The Core Team finally got a little hawkwatch together this past weekend. We met Frank and his family in Nyack to view migrant raptors from the top of Hook Mountain. This Rockland County ridge is one of the preferred promontories for hawk watching for New York City birders. Although none of us had been there before, we were game for someplace new.

I researched Hook Mountain before our trip to determine whether it was kid-friendly. Such a feature is important to our group as we are all blessed with delightful progeny. On the subject of child suitability, records are far from forthcoming. The only clue was that ascending to the top of Hook Mountain involved at least some time on a trail, which is conveniently accessed from one of the local golf courses. Allow me to at long last rectify this unfortunate internet omission. Hook Mountain is not, I repeat not, kid-friendly. It’s far from it, in fact. The trail to the top is at least a mile, and an ugly one at that, all mud and streams and loose rocks. Even worse, it’s all uphill. Now, I should establish the Core Team credentials regarding hiking. Sara’s no tenderfoot and I do alright myself for a city boy. Before birding drove a stake right through the heart of our hiking fun (and I’m sure many of you know what I’m talking about) we thought nothing of peeling off five to seven miles of the Appalachian Trail as part of a day’s activity. Travel off the paved path, however, presents certain logistical challenges that are exacerbated by the presence of babies. Add the accoutrements of serious birding to the mix and you’ve got a hassle on your hands.

The trip up the mountain really isn’t that bad, even with little ones. However, once you attain the heights of Hook Mountain, your youngsters are certain to be underwhelmed. Birders congregate in a scrubby, bare patch of rock that overlooks the Hudson River. The view is magnificent but the accommodations leave much to be desired. There is simply nothing for a young child to do but watch for birds. If your own little one finds birding entertaining for at least an hour, you may find the trip up the mountain worthwhile. Parents of normal kids, on the other hand, will find themselves trudging back down the trail in ten minutes or less.

▶ _Dataset section_:
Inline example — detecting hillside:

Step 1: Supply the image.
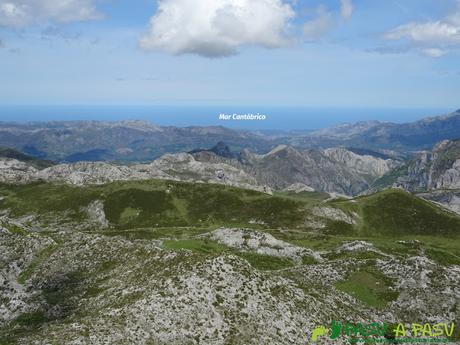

▶ _Written instruction_: In the Hook Mountain hawkwatch account, where do birders gather once they reach the top?

▶ _Written reply_: In a scrubby, bare patch of rock that overlooks the Hudson River.